→ **INSTRUCTIONS TO FOLLOW**
Gather every line of the material below that contains the word "target", and copy each such line in full.
#####
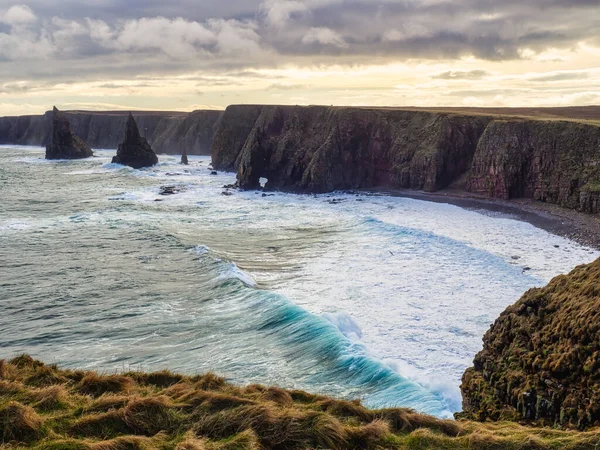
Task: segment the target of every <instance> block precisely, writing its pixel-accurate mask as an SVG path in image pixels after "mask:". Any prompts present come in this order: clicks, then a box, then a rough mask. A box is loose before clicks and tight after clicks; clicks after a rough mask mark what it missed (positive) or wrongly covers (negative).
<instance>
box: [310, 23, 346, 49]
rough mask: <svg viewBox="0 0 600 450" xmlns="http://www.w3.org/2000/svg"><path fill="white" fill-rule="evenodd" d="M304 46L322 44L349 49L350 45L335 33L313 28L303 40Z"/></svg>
mask: <svg viewBox="0 0 600 450" xmlns="http://www.w3.org/2000/svg"><path fill="white" fill-rule="evenodd" d="M302 42H303V43H304V44H321V45H332V46H334V47H340V48H344V47H348V44H347V43H346V42H345V41H344V39H343V38H342V37H341V36H340V35H339V34H338V33H336V32H335V31H333V30H331V29H329V28H326V27H319V28H311V29H310V30H308V31H307V33H306V34H305V35H304V37H303V38H302Z"/></svg>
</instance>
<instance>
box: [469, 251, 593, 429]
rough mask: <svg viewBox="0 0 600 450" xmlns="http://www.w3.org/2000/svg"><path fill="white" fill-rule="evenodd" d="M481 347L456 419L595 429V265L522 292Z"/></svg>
mask: <svg viewBox="0 0 600 450" xmlns="http://www.w3.org/2000/svg"><path fill="white" fill-rule="evenodd" d="M483 342H484V347H483V350H482V351H481V352H480V353H479V354H478V355H477V356H476V357H475V361H474V367H473V368H471V369H468V370H467V371H466V372H465V374H464V376H463V380H462V385H461V390H462V392H463V400H464V401H463V408H464V413H463V414H461V415H460V417H465V418H469V419H476V420H486V419H489V420H515V421H521V422H524V423H532V424H537V425H549V426H558V427H565V428H577V429H587V428H591V427H598V426H600V260H597V261H596V262H594V263H592V264H588V265H585V266H580V267H578V268H576V269H575V270H573V272H571V273H570V274H568V275H561V276H559V277H556V278H555V279H554V280H552V281H551V282H550V284H549V285H548V286H546V287H544V288H541V289H531V290H529V291H528V292H527V293H525V295H524V296H523V297H522V298H521V299H520V300H519V301H518V302H517V303H516V304H514V305H513V306H510V307H509V308H507V309H506V311H505V312H503V313H502V315H501V316H500V317H499V318H498V320H496V322H495V323H494V325H492V327H491V329H490V330H489V331H488V332H487V333H486V335H485V337H484V339H483Z"/></svg>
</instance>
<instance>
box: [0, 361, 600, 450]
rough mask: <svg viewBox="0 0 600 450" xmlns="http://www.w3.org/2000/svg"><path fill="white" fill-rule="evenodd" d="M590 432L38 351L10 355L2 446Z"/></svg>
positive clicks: (446, 443)
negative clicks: (86, 366)
mask: <svg viewBox="0 0 600 450" xmlns="http://www.w3.org/2000/svg"><path fill="white" fill-rule="evenodd" d="M598 445H600V430H598V431H589V432H586V433H579V432H566V431H557V430H550V429H533V428H525V427H522V426H520V425H517V424H511V423H497V424H480V423H476V422H466V421H461V422H455V421H448V420H439V419H436V418H433V417H430V416H425V415H421V414H418V413H415V412H413V411H410V410H406V409H384V410H377V411H373V410H368V409H366V408H364V407H363V406H361V405H360V403H359V402H348V401H341V400H335V399H332V398H329V397H325V396H319V395H312V394H308V393H306V392H302V391H288V390H283V389H279V388H273V387H271V388H268V387H264V386H258V385H254V386H247V387H237V386H233V385H231V384H228V383H226V382H225V381H224V380H223V379H222V378H219V377H217V376H215V375H213V374H206V375H201V376H200V375H198V376H194V377H186V376H182V375H177V374H174V373H171V372H168V371H163V372H158V373H138V372H133V373H127V374H120V375H115V374H113V375H100V374H98V373H94V372H83V371H71V370H61V369H59V368H57V367H55V366H48V365H45V364H43V363H41V362H39V361H36V360H33V359H32V358H30V357H29V356H20V357H17V358H15V359H13V360H11V361H6V360H2V361H0V448H11V449H12V448H15V449H16V448H35V449H49V450H59V449H60V450H79V449H90V450H92V449H93V450H121V449H122V450H127V449H142V450H150V449H174V450H175V449H176V450H201V449H263V448H265V449H266V448H273V449H309V448H330V449H346V448H361V449H369V448H373V449H383V448H386V449H387V448H389V449H596V448H597V447H598Z"/></svg>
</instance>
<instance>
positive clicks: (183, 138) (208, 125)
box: [0, 111, 222, 155]
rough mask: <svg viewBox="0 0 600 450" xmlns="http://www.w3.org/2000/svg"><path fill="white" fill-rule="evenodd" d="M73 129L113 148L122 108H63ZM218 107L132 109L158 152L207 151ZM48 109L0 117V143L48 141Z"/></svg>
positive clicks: (48, 123) (120, 131) (89, 137)
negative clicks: (214, 107) (207, 109)
mask: <svg viewBox="0 0 600 450" xmlns="http://www.w3.org/2000/svg"><path fill="white" fill-rule="evenodd" d="M64 114H65V116H66V117H67V118H68V119H69V121H70V122H71V125H72V127H73V131H74V133H75V134H76V135H77V136H79V137H80V138H82V139H83V140H84V141H86V142H87V143H88V145H89V146H90V147H92V148H107V149H115V148H117V146H118V145H119V143H120V141H121V138H122V136H123V129H124V128H125V123H126V121H127V114H128V113H126V112H121V111H116V112H85V111H70V112H65V113H64ZM221 114H222V111H194V112H191V113H189V114H188V113H178V112H136V113H134V118H135V119H136V121H137V123H138V125H139V128H140V134H141V135H142V136H143V137H145V138H146V139H147V140H148V142H149V143H150V144H151V145H152V146H153V147H154V149H155V150H156V151H157V152H158V153H167V154H173V155H179V154H181V153H183V151H185V152H187V154H189V155H208V154H210V146H211V143H212V137H213V135H214V132H215V126H216V124H217V122H218V120H219V117H220V116H221ZM51 115H52V112H48V113H46V114H45V115H43V116H19V117H0V144H15V145H39V146H45V145H46V144H48V143H49V142H50V139H51V131H50V124H51V120H52V117H51Z"/></svg>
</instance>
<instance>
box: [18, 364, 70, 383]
mask: <svg viewBox="0 0 600 450" xmlns="http://www.w3.org/2000/svg"><path fill="white" fill-rule="evenodd" d="M66 382H67V379H66V378H65V377H63V376H62V375H59V374H58V373H57V372H56V370H55V369H53V368H51V367H49V366H41V367H38V368H36V369H35V371H34V373H33V374H32V375H30V376H29V377H27V378H25V384H27V385H29V386H36V387H44V386H53V385H55V384H65V383H66Z"/></svg>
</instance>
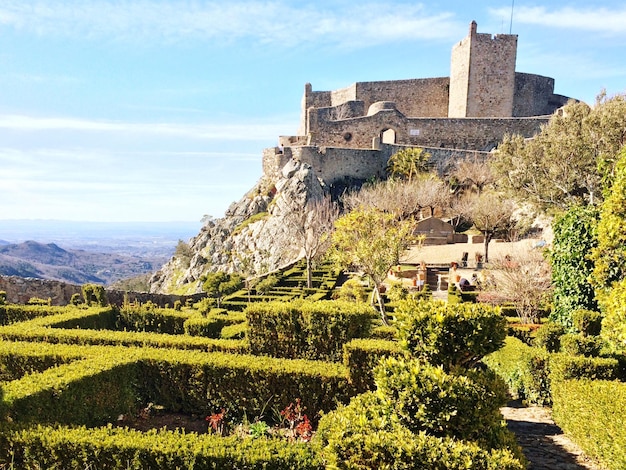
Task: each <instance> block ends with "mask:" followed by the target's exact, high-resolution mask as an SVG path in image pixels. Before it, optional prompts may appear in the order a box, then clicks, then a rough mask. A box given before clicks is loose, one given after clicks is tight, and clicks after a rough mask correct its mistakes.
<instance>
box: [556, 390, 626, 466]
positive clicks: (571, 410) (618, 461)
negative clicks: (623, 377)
mask: <svg viewBox="0 0 626 470" xmlns="http://www.w3.org/2000/svg"><path fill="white" fill-rule="evenodd" d="M552 395H553V400H554V405H553V407H552V415H553V417H554V420H555V422H556V423H557V424H558V425H559V426H560V427H561V428H562V429H563V430H564V431H565V432H566V433H567V434H569V435H570V436H572V437H573V438H574V440H575V441H576V443H577V444H578V445H579V446H580V447H581V448H582V449H583V450H584V451H585V453H586V454H587V455H590V456H592V457H596V458H597V459H599V460H600V461H601V462H602V464H604V467H606V468H607V469H610V470H622V469H624V468H626V426H624V423H623V420H622V419H621V416H622V415H623V414H624V409H625V408H626V384H625V383H623V382H617V381H604V380H565V381H561V382H555V383H553V385H552Z"/></svg>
#####
→ **OUTPUT OF THE TASK**
Task: segment the target of every <instance> block precisely, writing its pixel-accurate mask as an SVG path in image pixels after "mask:". Any prompts present come in this order: clicks, then a box, then a rough mask. A box is loose before clicks and tight after clicks; clicks after a rough mask mark what it missed (positive) or wrongly covers (negative).
Task: each <instance> block ends with "mask:" followed by the target's exact, high-resolution mask as an SVG path in image pixels. Before it, optional prompts may appear in the order a box, then clicks, then a rough mask. A box given before clicks is loose, one given after clicks is tight, and clicks after a rough mask correct its mistakes.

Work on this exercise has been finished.